▶ [Extrait cité]:
══════════════════════════════
Le Gouvernement soumet mercredi au Parlement l'examen d'un projet de loi sur l'ESR, concocté par les services de Geneviève Fioraso. "Ce sera la 7e loi sur le sujet en cinquante ans. Quels que soient les buts poursuivis - ils sont louables- cette démarche illustre avant tout un mal français, profond, auquel on succombe une fois encore : préférer la voie législative, celle de la table rase, à la conduite d'une véritable politique publique, dans la durée", souligne Pierre Albertini. "Il est vrai qu'il est plus gratifiant, médiatiquement, de faire adopter une loi nouvelle (à laquelle on attache son nom), surtout par une 'procédure accélérée' comme le Gouvernement l'a décidé. Mais c'est hélas une double erreur de diagnostic et de stratégie", déplore l'ancien président de l'Association des villes universitaires de France. 

À ses yeux, "les moyens d'améliorer l'enseignement supérieur et la recherche, dans notre pays, se trouvent moins dans un texte, fût-il bien inspiré, que dans les actes : la mobilisation des acteurs, la valorisation des bonnes pratiques, le juste équilibre entre autonomie et régulation, l'affectation des moyens adéquats, l'excellence de la recherche ne résultent que faiblement d'un énoncé législatif, ils se prouvent par une action persévérante, des ressources régulières, une évaluation rigoureuse des résultats obtenus", égrène-t-il avec conviction.

"Des intentions louables"
══════════════════════════════
▶ [Données fournies]:
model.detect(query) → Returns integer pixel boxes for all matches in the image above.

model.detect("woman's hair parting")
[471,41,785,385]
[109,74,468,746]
══════════════════════════════
▶ [Consigne]: Dans l'extrait sur le projet de loi ESR, pouvez-vous recopier le passage commençant par « Le Gouvernement soumet » et allant jusqu'à « universitaires de France. », en remplaçant « procédure accélérée » par « procédure d'urgence » ? Les lignes ne jouent ici aucun rôle.

▶ [Corrigé]:
Le Gouvernement soumet mercredi au Parlement l'examen d'un projet de loi sur l'ESR, concocté par les services de Geneviève Fioraso. "Ce sera la 7e loi sur le sujet en cinquante ans. Quels que soient les buts poursuivis - ils sont louables- cette démarche illustre avant tout un mal français, profond, auquel on succombe une fois encore : préférer la voie législative, celle de la table rase, à la conduite d'une véritable politique publique, dans la durée", souligne Pierre Albertini. "Il est vrai qu'il est plus gratifiant, médiatiquement, de faire adopter une loi nouvelle (à laquelle on attache son nom), surtout par une 'procédure d'urgence' comme le Gouvernement l'a décidé. Mais c'est hélas une double erreur de diagnostic et de stratégie", déplore l'ancien président de l'Association des villes universitaires de France.